Copy out the entries below with "spotlight" swapped for "lamp" wherever it occurs, keeping everything else the same. Omit the pictures.

** Data for the task **
★ ★ ★

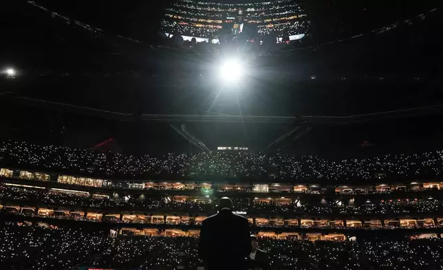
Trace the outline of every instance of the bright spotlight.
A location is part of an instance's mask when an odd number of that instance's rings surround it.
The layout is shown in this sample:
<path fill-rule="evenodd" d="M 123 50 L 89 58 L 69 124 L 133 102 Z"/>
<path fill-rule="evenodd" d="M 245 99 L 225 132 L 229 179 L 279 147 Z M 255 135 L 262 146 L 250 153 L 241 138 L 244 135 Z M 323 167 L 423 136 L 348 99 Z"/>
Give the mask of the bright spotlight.
<path fill-rule="evenodd" d="M 6 74 L 10 76 L 15 76 L 15 70 L 14 70 L 13 68 L 8 68 L 8 70 L 6 70 Z"/>
<path fill-rule="evenodd" d="M 243 77 L 244 68 L 238 60 L 227 60 L 220 67 L 220 78 L 227 83 L 237 82 Z"/>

★ ★ ★

** Written response **
Trace the outline of every instance of the bright lamp.
A location is part of an instance's mask when an odd number of that instance's rings surround it.
The layout is shown in this sample:
<path fill-rule="evenodd" d="M 123 50 L 89 58 L 69 124 L 133 102 Z"/>
<path fill-rule="evenodd" d="M 245 99 L 225 132 L 229 179 L 279 147 Z M 255 135 L 262 146 L 250 153 L 241 138 L 244 135 Z M 323 167 L 423 136 L 348 99 Z"/>
Give the mask of the bright lamp.
<path fill-rule="evenodd" d="M 6 74 L 10 76 L 15 76 L 15 70 L 14 70 L 13 68 L 8 68 L 8 70 L 6 70 Z"/>
<path fill-rule="evenodd" d="M 243 77 L 244 68 L 238 60 L 227 60 L 220 67 L 220 78 L 227 83 L 237 82 Z"/>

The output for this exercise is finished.